**EXERCISE PROMPT:**
The reply is a verbatim copy of the listing below with its images dropped.

[[ MATERIAL FOR THIS EXERCISE, beginning ]]

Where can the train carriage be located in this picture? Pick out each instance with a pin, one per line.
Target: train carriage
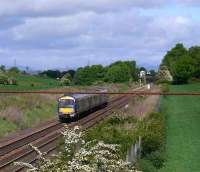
(72, 106)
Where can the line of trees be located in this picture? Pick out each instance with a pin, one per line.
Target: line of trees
(183, 63)
(120, 71)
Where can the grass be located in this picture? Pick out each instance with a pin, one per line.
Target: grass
(31, 82)
(118, 129)
(25, 111)
(6, 127)
(18, 112)
(183, 127)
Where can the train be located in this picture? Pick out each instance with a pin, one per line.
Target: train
(72, 107)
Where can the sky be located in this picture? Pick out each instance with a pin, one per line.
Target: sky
(65, 34)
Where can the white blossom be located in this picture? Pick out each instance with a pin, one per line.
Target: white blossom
(81, 156)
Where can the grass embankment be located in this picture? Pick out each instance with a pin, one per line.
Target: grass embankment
(124, 129)
(18, 112)
(183, 127)
(31, 82)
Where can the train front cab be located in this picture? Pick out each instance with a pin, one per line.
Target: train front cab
(66, 108)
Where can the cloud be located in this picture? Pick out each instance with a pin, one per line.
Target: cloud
(53, 7)
(53, 34)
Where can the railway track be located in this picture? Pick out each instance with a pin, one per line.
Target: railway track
(45, 138)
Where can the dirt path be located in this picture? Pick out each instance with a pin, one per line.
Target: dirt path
(141, 106)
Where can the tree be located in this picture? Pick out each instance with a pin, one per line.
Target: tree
(194, 53)
(89, 74)
(14, 70)
(66, 79)
(51, 73)
(118, 73)
(164, 75)
(2, 68)
(71, 72)
(174, 55)
(182, 70)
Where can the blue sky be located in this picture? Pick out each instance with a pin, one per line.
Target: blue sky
(67, 34)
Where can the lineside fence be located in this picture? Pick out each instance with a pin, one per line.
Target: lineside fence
(134, 93)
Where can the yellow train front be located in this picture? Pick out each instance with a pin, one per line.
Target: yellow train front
(73, 106)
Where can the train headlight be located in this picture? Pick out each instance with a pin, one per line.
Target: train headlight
(72, 114)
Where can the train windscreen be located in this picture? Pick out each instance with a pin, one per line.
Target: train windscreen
(66, 103)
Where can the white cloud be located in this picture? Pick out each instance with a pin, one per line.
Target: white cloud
(44, 32)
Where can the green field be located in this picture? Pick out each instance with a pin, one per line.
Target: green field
(183, 130)
(31, 82)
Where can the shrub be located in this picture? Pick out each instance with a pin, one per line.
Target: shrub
(146, 166)
(81, 156)
(153, 134)
(152, 130)
(3, 78)
(157, 158)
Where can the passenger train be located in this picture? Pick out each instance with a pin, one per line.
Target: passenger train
(71, 107)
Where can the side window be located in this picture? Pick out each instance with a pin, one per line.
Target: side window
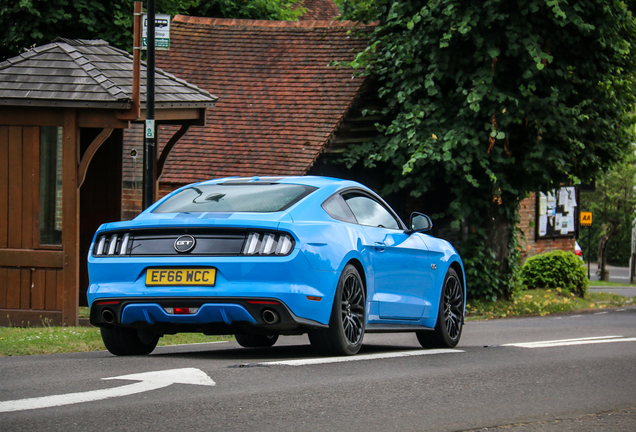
(338, 209)
(370, 212)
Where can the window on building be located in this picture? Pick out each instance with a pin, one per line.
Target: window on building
(50, 186)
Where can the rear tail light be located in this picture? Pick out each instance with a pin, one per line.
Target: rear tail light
(268, 244)
(111, 244)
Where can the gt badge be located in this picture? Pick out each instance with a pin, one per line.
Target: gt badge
(184, 244)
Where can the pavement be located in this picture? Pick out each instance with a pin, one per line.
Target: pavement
(616, 274)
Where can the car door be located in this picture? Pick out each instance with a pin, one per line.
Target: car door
(399, 260)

[[ MATERIAL FOR THIS EXERCISE, end ]]

**ANSWER TO THIS PROBLEM:**
Where can the train carriage be located in this picture? Pick out each instance with a pin, one per line.
Target: train carriage
(72, 106)
Where can the line of trees be located in this picture? Pick out each instance with a pin, one per line.
Target: line of trees
(183, 63)
(120, 71)
Where can the grass be located in this picture? Pick out each instance with a pin, one per line.
Target: grass
(31, 82)
(118, 129)
(25, 111)
(6, 127)
(18, 112)
(183, 127)
Where can the train be located in this picture? Pick out each instance with a pin, one per line.
Target: train
(72, 107)
Where can the sky be located in this picture? Pick out each instance with a pin, one per line.
Target: sky
(65, 34)
Where can the white blossom be located in this picture? Pick out each instance with a pin, one per line.
Target: white blossom
(81, 156)
Where can the grass embankment be located in this picture? Pick out each instance with a pin, one per line.
Target: grass embankment
(124, 129)
(18, 112)
(183, 127)
(31, 82)
Where can the train front cab be located in this picture? Pick out each instance with a pin, one per line.
Target: train front cab
(66, 108)
Where can the cloud be located in this picture? Pick out each instance with a pin, one per line.
Target: cloud
(53, 7)
(53, 34)
Where can the railway track be located in this picture? Pick out each instance with a pin, one per line.
Target: railway track
(45, 138)
Where can the dirt path be located in this picture? Pick out each instance with a pin, one per line.
Target: dirt path
(141, 106)
Where can the tree be located in this picture? Pick out each instance with a pin, one per line.
Target: tree
(194, 53)
(89, 74)
(14, 70)
(66, 79)
(51, 73)
(118, 73)
(164, 75)
(2, 68)
(71, 72)
(174, 55)
(182, 70)
Where can the blue sky be located in this picture? Pick out each instance with a pin, one per line.
Target: blue sky
(67, 34)
Where can the lineside fence be located in this picture? Pick out each instance with a pin, one per line.
Target: lineside fence
(134, 93)
Where can the yellow train front be located in this picture? Pick out each instance with a pin, one per line.
Target: yellow train front
(73, 106)
Where can the train headlight be located in this picture? Pick out each instance with a pin, one per line.
Target: train headlight
(72, 114)
Where can the train windscreen be located in this picture? Pick out each instance with a pin, one per line.
Target: train windscreen
(66, 103)
Where can the white cloud be located in this picture? Pick out each instance with a pin, one per line.
Target: white cloud
(44, 32)
Where can the green field be located in this picture? Pick out each instance with a pin, one per line.
Target: green field
(183, 130)
(31, 82)
Where can the shrub be located in this picture? Pick out each instance with a pin, one per line.
Target: shrub
(146, 166)
(81, 156)
(153, 134)
(152, 130)
(3, 78)
(157, 158)
Where can the passenger train be located in this picture? Pick out each instance with a pin, one per line.
Target: passenger train
(71, 107)
Where can the side window be located in this picture? Pick out each instance with a pin, one per line.
Target: side window
(338, 209)
(370, 212)
Where can the window on building be located in this picture? Pick out each instance with a pin, one per line.
Target: window on building
(50, 186)
Where can the rear tail light be located in this picture? Pick out each instance with a pin, one per line.
Target: rear tail light
(268, 244)
(111, 244)
Where can the gt badge be located in this picture? Pick out each instance with a pin, one per line.
Target: gt badge
(184, 244)
Where can the pavement be located in this picture? Pick out each instance with a pin, one per line.
Target: pavement
(616, 274)
Where can the car door be located in this picture? Pick out each instance with a pin, one per line.
Target: car door
(399, 260)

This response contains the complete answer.